Description of the task:
Rewrite the lines below, replacing "point_to" with "find_points" and leaving everything else unchanged.
***** Extracted records
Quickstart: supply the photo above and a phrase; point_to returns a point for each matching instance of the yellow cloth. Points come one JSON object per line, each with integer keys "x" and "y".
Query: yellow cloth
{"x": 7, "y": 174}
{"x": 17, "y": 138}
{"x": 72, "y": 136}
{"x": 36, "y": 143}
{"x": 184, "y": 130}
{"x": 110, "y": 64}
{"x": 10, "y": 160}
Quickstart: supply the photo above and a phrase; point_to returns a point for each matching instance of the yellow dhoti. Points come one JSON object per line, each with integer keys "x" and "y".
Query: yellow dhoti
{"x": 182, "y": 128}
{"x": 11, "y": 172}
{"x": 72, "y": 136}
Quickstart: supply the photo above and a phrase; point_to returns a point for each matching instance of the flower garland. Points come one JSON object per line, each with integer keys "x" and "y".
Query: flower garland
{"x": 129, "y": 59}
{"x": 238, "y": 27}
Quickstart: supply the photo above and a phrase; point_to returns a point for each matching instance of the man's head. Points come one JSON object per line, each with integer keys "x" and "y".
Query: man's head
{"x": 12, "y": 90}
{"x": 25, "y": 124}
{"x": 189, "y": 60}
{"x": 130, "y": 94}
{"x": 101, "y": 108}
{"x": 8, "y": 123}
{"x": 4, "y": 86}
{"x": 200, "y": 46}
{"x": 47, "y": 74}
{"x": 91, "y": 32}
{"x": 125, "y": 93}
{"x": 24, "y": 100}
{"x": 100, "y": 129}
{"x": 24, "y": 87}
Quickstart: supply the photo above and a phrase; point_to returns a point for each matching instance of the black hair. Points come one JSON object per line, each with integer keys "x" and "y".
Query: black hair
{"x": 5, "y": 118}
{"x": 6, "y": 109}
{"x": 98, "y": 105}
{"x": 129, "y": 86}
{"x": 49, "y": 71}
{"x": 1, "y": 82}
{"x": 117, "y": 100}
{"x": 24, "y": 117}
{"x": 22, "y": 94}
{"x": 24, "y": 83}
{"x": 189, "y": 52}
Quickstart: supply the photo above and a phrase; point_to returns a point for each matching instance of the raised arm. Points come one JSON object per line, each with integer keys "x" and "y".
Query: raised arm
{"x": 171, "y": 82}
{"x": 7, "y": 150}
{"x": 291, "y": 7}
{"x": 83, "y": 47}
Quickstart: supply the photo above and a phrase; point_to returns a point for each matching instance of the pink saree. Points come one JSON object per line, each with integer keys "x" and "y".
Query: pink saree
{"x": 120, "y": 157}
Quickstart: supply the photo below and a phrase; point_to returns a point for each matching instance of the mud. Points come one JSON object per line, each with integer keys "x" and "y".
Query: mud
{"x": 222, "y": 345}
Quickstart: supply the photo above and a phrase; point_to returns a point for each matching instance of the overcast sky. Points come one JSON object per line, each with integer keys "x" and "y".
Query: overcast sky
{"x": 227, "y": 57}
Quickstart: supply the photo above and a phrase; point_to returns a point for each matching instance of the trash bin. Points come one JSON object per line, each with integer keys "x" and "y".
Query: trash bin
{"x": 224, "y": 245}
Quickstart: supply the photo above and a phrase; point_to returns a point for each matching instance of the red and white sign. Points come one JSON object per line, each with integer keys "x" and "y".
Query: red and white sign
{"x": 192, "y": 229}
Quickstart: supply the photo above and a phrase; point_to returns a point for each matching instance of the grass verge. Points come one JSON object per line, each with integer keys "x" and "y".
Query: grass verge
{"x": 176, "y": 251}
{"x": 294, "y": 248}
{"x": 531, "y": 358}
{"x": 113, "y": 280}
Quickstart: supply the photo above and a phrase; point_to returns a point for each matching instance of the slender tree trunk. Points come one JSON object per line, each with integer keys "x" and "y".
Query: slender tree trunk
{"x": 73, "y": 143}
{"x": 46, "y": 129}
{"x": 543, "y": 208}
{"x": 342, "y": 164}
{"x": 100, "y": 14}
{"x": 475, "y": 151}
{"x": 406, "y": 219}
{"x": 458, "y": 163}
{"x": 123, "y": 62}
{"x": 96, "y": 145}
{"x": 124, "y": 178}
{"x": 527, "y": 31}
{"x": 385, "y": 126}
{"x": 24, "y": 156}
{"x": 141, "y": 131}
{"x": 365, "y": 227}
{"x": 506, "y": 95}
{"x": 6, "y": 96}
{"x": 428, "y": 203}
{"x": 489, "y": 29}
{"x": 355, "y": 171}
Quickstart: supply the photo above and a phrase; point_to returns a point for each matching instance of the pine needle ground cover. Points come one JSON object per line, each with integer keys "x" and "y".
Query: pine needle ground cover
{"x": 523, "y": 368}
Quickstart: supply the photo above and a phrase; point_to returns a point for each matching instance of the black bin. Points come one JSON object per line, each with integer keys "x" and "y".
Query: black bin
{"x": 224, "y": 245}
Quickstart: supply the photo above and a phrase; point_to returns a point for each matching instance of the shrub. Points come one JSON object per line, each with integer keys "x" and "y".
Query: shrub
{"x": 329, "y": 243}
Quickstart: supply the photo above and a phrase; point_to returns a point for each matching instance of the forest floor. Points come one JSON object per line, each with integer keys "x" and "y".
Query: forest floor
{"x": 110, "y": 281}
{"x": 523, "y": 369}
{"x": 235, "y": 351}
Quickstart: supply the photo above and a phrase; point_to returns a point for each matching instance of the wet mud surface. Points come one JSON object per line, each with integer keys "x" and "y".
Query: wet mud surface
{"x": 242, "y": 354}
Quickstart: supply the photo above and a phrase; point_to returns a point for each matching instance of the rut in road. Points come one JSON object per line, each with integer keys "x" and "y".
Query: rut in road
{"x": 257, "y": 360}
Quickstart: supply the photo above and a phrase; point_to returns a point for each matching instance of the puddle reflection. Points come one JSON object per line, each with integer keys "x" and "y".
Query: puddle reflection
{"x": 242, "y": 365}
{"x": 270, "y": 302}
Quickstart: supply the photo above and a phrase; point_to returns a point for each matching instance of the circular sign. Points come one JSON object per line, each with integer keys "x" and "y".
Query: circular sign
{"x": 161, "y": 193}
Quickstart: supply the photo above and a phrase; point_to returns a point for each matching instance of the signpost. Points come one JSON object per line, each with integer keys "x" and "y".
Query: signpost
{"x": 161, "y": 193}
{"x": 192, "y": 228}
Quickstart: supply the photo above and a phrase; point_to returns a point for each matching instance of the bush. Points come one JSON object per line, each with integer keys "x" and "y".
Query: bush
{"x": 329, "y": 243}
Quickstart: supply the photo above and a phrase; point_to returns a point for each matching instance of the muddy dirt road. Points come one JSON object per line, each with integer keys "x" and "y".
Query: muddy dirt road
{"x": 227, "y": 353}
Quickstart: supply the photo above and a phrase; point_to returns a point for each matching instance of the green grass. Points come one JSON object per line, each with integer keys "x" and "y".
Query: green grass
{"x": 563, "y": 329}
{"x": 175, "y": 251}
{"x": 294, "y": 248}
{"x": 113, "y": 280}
**********
Expected answer:
Quickstart: supply the photo above and a phrase; find_points returns a point for each matching instance of the yellow cloth. Points come one JSON object per line, each with integer keys "x" and "y".
Query: yellow cloth
{"x": 7, "y": 174}
{"x": 17, "y": 138}
{"x": 72, "y": 136}
{"x": 36, "y": 143}
{"x": 184, "y": 130}
{"x": 110, "y": 64}
{"x": 10, "y": 160}
Quickstart: supply the photo above and a phrase; find_points returns a point for each matching instance of the yellow dhoti. Points come one JSON object per line, each with integer keys "x" and "y".
Query: yellow dhoti
{"x": 182, "y": 128}
{"x": 11, "y": 172}
{"x": 72, "y": 136}
Quickstart: supply the photo above and a phrase; find_points returns a point for each matching instance of the flower garland. Points come one JSON object per line, each with integer keys "x" and "y".
Query: flower garland
{"x": 129, "y": 59}
{"x": 238, "y": 27}
Quickstart: supply the photo above and a phrase; find_points returns a point for each matching instance of the man's head. Points come one JSON object per line, each with integer keys "x" and "y".
Query: man's head
{"x": 12, "y": 90}
{"x": 25, "y": 124}
{"x": 189, "y": 60}
{"x": 130, "y": 94}
{"x": 101, "y": 108}
{"x": 8, "y": 123}
{"x": 4, "y": 86}
{"x": 200, "y": 46}
{"x": 47, "y": 74}
{"x": 91, "y": 32}
{"x": 125, "y": 93}
{"x": 24, "y": 100}
{"x": 100, "y": 129}
{"x": 24, "y": 87}
Quickstart: supply the photo above and a phrase; find_points returns a point for each matching instance of the black hair. Points come one JSON object per line, each with integer keys "x" and "y".
Query: black hair
{"x": 5, "y": 118}
{"x": 6, "y": 109}
{"x": 98, "y": 105}
{"x": 129, "y": 86}
{"x": 49, "y": 71}
{"x": 1, "y": 82}
{"x": 117, "y": 100}
{"x": 24, "y": 117}
{"x": 22, "y": 94}
{"x": 24, "y": 83}
{"x": 189, "y": 52}
Quickstart: supply the photo above and a phrase; find_points returns a point for each matching instance of the raised arm. Points come one JSON object per line, each with integer keys "x" and "y".
Query: raised arm
{"x": 171, "y": 82}
{"x": 7, "y": 150}
{"x": 291, "y": 7}
{"x": 83, "y": 47}
Quickstart: supply the photo above and a phrase; find_points returns a point for each matching instance of the pink saree. Points come one JSON object per line, each with integer keys "x" and "y".
Query: pink saree
{"x": 120, "y": 157}
Quickstart: supply the photo below and a phrase; find_points returns a point for each matching instance of the mud. Points come one JSON object per line, each with integer keys "x" and "y".
Query: mud
{"x": 222, "y": 345}
Quickstart: supply the photo above and a phrase; find_points returns a point for each matching instance of the overcast sky. Points come one JSON object per line, each with integer keys "x" and "y".
Query: overcast sky
{"x": 227, "y": 57}
Quickstart: supply the photo above and a phrase; find_points returns a point for each matching instance of the trash bin. Points come one JSON object per line, each with integer keys "x" and "y".
Query: trash bin
{"x": 224, "y": 245}
Quickstart: supply the photo above and a phrase; find_points returns a point for each matching instance of the red and white sign. Points come one JSON object per line, each with integer keys "x" and "y".
Query: red and white sign
{"x": 192, "y": 229}
Quickstart: supply the photo above and a phrase; find_points returns a point for each matching instance of the grass verge. Points come one JSON object per line, each with integer keys "x" and "y".
Query: grass verge
{"x": 176, "y": 251}
{"x": 294, "y": 248}
{"x": 531, "y": 358}
{"x": 113, "y": 280}
Quickstart: supply the photo above and a phrase; find_points returns a point for each matching instance of the slender tree trunk. Points come one JSON object per line, each with integer keys "x" and "y".
Query: slender tree trunk
{"x": 73, "y": 143}
{"x": 46, "y": 129}
{"x": 543, "y": 208}
{"x": 342, "y": 164}
{"x": 100, "y": 14}
{"x": 475, "y": 151}
{"x": 406, "y": 219}
{"x": 458, "y": 163}
{"x": 123, "y": 62}
{"x": 96, "y": 145}
{"x": 124, "y": 178}
{"x": 527, "y": 31}
{"x": 385, "y": 126}
{"x": 24, "y": 156}
{"x": 141, "y": 131}
{"x": 365, "y": 227}
{"x": 506, "y": 95}
{"x": 6, "y": 96}
{"x": 428, "y": 203}
{"x": 489, "y": 29}
{"x": 355, "y": 171}
Quickstart: supply the photo above and a phrase; find_points returns a point for each matching instance of the pine needle ground cover. Points come one JSON object per line, each with integer keys "x" and "y".
Query: pine needle ground cover
{"x": 523, "y": 368}
Quickstart: supply the photo above and a phrase; find_points returns a point for each matching instance of the black bin. Points come one JSON object per line, each with integer keys "x" and "y".
Query: black bin
{"x": 224, "y": 245}
Quickstart: supply the photo above and a phrase; find_points returns a point for each matching instance of the shrub. Points come one JSON object per line, each with integer keys "x" and "y".
Query: shrub
{"x": 329, "y": 243}
Quickstart: supply the photo above and a phrase; find_points returns a point for each matching instance of the forest floor. Points come one JSON object per line, each with integer keys "x" and "y".
Query: forest floor
{"x": 110, "y": 281}
{"x": 523, "y": 369}
{"x": 235, "y": 351}
Quickstart: supply the photo above and a phrase; find_points returns a point for each matching instance of the wet mud surface. Points come one JSON object per line, each with integer keys "x" and "y".
Query: wet mud surface
{"x": 242, "y": 354}
Quickstart: supply the photo above and a phrase; find_points returns a point for each matching instance of the rut in road. Points come one JSON object per line, each with integer keys "x" and "y".
Query: rut in road
{"x": 257, "y": 360}
Quickstart: supply the photo above and a phrase; find_points returns a point for each matching instance of the puddle reflection. Points come one JSON object per line, each with integer keys "x" and "y".
Query: puddle reflection
{"x": 242, "y": 365}
{"x": 270, "y": 302}
Quickstart: supply the photo above and a phrase; find_points returns a point for each matching instance of the circular sign. Points come one JSON object per line, each with integer keys "x" and "y".
Query: circular sign
{"x": 161, "y": 193}
Quickstart: supply the photo above and a phrase; find_points returns a point for each matching instance of the signpost. Points come one JSON object per line, each with integer keys "x" and "y".
Query: signpost
{"x": 161, "y": 193}
{"x": 192, "y": 228}
Quickstart: supply the photo above and a phrase; find_points returns a point for each matching instance of the bush. Points come one JSON object per line, each with integer keys "x" and "y".
Query: bush
{"x": 329, "y": 243}
Quickstart: supply the photo above and a phrase; find_points returns a point for each matching instance of the muddy dirt road. Points come one JSON object per line, each with integer keys "x" and "y".
Query: muddy dirt road
{"x": 227, "y": 353}
Quickstart: supply the photo above and a phrase; find_points returns a point for each matching instance of the green grass. Points come one JSON object per line, each with integer keys "x" and "y".
Query: green grass
{"x": 563, "y": 329}
{"x": 175, "y": 251}
{"x": 294, "y": 248}
{"x": 113, "y": 280}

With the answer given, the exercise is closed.